> WRITTEN INSTRUCTION 1: Which hardware plugins does the pjrt package overview say the package currently supports?
> WRITTEN INSTRUCTION 2: Carry on the pjrt package overview from the point where it stops.

> PROVIDED TEXT:
------

Skip to contents

Overview

The {pjrt} package provides an R interface to PJRT, part of the OpenXLA project. PJRT is a portability layer that allows frameworks to work with different hardware backends through a standardized interface. Anyone can implement a PJRT plugin for a specific hardware backend, and this package currently supports CPU, NVIDIA GPU, and Metal (Apple GPU; experimental) plugins.

A key design principle of pjrt is asynchronous dispatch: operations like buffer creation and program execution return immediately with PJRTBuffer objects that may not be ready yet, allowing R to continue preparing work while the device computes in the background. This enables efficient overlap of host and device work, which is critical for performance on accelerators.

Plugins and Clients

When creating a plugin upon first use, the shared library is downloaded and cached.

library(pjrt)
plugin <- pjrt_plugin("cpu")
plugin
#> <PJRTPlugin:cpu>

Such a plugin can be used to create a client for a specific platform.

client <- plugin_client_create(plugin, "cpu")

------

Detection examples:
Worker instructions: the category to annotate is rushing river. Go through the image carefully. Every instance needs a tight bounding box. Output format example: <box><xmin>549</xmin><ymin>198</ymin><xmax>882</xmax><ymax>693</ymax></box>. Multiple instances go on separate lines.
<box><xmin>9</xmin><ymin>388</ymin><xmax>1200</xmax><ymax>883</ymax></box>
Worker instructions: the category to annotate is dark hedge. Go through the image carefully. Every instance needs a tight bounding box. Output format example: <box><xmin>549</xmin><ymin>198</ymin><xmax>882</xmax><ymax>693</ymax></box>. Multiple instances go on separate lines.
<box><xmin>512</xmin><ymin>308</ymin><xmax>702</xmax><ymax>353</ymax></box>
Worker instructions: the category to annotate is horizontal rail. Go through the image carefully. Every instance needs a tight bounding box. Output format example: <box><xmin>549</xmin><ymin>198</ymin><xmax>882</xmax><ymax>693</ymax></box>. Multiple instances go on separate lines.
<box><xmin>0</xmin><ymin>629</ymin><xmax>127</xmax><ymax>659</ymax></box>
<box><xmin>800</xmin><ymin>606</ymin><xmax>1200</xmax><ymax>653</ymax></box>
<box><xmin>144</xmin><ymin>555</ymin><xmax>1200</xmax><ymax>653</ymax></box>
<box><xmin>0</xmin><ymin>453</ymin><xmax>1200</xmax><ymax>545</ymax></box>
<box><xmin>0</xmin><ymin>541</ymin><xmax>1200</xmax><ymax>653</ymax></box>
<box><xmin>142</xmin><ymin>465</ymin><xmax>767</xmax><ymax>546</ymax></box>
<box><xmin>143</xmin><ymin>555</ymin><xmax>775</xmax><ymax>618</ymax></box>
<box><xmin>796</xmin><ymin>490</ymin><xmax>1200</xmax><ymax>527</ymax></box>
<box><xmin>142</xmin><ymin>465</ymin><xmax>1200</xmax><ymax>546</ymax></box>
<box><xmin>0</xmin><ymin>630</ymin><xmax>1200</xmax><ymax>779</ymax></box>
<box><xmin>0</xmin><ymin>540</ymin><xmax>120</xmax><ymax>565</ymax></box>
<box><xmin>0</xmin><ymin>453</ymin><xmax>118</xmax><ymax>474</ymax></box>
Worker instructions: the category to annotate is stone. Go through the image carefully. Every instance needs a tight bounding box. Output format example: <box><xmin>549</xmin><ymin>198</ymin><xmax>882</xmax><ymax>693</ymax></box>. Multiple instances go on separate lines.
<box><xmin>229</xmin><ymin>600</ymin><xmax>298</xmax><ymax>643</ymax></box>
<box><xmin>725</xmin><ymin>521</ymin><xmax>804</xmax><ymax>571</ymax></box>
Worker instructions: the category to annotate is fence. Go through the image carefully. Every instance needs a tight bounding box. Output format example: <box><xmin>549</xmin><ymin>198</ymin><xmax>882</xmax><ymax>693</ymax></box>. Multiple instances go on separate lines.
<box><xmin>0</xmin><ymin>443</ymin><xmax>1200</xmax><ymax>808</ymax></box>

------

> TASK RESULT 1: CPU, NVIDIA GPU, and Metal (Apple GPU; experimental).

> TASK RESULT 2:
client
#> <PJRTClient:cpu>

Currently, there will be exactly one client per platform and they are stored in a global cache.

the <- getFromNamespace("the", "pjrt")
the[["clients"]][["cpu"]]
#> <PJRTClient:cpu>
the[["plugins"]][["cpu"]]
#> <PJRTPlugin:cpu>

A client can have one or more devices. This is not relevant for CPU clients, but is in principle useful for GPUs, although this is not fully supported yet.

cpu_devices <- devices(client)
cpu_device <- cpu_devices[[1L]]

The most important operations that a client supports are data handling, compilation and execution.

Data Handling

Using a client, we can move data from the host (standard R objects) to a specific device to create a buffer. pjrt_buffer() returns a PJRTBuffer immediately — the buffer may not be ready yet (the host-to-device transfer happens asynchronously), but R does not block.

host_data <- 1:4
buf <- pjrt_buffer(host_data, device = cpu_device, shape = c(2L, 2L), dtype = "f32")
buf
#> PJRTBuffer 
#>  1 3
#>  2 4
#> [ CPUf32{2x2} ]

Even before the transfer finishes, you can inspect buffer metadata — these operations are non-blocking because the metadata is available immediately:

shape(buf)
#> [1] 2 2
elt_type(buf)
#> <f32>
device(buf)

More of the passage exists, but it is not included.